* Texto selecionado *
========
No dia 11 de junho de 2019
foi publicada a Circular nº 587 exarada pela Superintendência de Seguros
Privados, que dispõe sobre regras e critérios para a elaboração e a
comercialização de planos de seguro no ramo Fiança Locatícia. A sobredita
Circular contém 29 artigos e neste último se revoga a Circular SUSEP nº
347/2007. Vejamos algumas considerações, notadamente pinçando alguns
dispositivos insertos nesta Circular, que, a meu juízo, julgo adequados
comentar sem prejuízo de outros pertinentes e que, de fato, propositadamente,
deixo de registrá-los neste ligeiro ensaio.
O artigo 2º diz que a fiança
locatícia se destina a garantir o pagamento de indenização ao segurado, pelos
prejuízos que venha a sofrer em decorrência do inadimplemento das obrigações
contratuais do locatário previstas no contrato de locação do imóvel, de acordo
com as coberturas contratadas e limites da apólice.
========
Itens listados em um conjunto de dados

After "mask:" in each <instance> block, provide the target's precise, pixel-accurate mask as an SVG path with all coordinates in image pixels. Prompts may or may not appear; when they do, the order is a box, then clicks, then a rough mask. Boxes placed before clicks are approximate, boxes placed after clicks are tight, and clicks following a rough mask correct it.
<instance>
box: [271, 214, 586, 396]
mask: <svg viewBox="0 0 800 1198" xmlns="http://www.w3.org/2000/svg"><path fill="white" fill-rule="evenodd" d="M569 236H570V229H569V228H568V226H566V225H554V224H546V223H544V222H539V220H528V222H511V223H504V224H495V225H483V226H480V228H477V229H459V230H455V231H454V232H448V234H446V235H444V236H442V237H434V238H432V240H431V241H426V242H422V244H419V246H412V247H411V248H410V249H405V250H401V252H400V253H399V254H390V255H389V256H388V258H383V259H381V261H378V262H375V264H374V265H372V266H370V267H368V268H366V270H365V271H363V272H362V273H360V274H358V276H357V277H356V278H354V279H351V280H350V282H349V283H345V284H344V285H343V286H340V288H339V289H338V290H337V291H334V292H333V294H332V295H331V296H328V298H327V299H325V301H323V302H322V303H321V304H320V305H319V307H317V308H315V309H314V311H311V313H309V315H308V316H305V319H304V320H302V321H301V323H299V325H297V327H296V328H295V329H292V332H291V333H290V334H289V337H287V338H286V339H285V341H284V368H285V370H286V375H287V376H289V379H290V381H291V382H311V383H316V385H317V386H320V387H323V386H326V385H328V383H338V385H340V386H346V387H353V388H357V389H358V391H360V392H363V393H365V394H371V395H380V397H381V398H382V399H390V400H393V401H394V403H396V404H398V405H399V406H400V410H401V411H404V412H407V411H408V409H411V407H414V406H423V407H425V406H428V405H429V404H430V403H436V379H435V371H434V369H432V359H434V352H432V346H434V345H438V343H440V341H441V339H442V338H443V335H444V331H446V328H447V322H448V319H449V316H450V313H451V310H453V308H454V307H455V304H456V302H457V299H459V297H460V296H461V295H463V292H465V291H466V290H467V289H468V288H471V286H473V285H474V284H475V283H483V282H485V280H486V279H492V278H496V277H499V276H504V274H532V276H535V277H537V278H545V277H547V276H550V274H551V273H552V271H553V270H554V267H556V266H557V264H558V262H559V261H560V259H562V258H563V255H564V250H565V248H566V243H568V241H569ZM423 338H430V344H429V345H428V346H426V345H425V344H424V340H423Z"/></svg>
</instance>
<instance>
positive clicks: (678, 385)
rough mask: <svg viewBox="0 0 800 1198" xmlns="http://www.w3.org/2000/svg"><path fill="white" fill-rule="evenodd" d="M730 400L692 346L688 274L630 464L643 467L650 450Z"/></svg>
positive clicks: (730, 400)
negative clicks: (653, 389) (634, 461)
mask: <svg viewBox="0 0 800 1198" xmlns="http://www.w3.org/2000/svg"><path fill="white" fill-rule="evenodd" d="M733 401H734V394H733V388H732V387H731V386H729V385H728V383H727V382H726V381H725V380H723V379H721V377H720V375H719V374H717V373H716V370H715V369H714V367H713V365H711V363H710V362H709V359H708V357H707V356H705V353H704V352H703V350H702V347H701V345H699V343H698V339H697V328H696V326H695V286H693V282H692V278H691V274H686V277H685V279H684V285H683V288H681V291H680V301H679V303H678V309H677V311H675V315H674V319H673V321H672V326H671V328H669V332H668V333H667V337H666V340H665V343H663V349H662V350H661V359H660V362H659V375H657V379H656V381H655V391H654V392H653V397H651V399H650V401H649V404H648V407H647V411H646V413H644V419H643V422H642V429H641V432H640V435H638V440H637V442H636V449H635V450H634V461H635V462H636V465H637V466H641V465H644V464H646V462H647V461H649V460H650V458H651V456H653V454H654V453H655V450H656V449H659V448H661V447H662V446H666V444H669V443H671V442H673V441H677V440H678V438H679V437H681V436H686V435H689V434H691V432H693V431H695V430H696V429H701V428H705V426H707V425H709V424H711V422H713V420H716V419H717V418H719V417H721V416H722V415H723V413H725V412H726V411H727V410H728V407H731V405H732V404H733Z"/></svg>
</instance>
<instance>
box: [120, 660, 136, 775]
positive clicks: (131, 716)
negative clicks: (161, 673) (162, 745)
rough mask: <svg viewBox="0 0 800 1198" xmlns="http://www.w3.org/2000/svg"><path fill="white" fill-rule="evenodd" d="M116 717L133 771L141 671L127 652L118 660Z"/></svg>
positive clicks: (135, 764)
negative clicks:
========
* Lista de atividades *
a: Responda com base no texto sobre a Circular nº 587:
(i) Em que data foi publicada a Circular nº 587?
(ii) Quantos artigos contém essa Circular?
(iii) Segundo o artigo 2º, a quem a fiança locatícia garante o pagamento de indenização?
b: Na listagem, reescreva a parte que vai do início até a linha que contém "box: [271, 214, 586, 396]", com as duas pontas incluídas, trocando "pixel-accurate" por "pixel-exact" e mantendo todo o resto igual. Apresente somente essas linhas.

* Respostas em ordem *
a:
(i) Em 11 de junho de 2019.
(ii) 29 artigos.
(iii) Ao segurado.

b:
After "mask:" in each <instance> block, provide the target's precise, pixel-exact mask as an SVG path with all coordinates in image pixels. Prompts may or may not appear; when they do, the order is a box, then clicks, then a rough mask. Boxes placed before clicks are approximate, boxes placed after clicks are tight, and clicks following a rough mask correct it.
<instance>
box: [271, 214, 586, 396]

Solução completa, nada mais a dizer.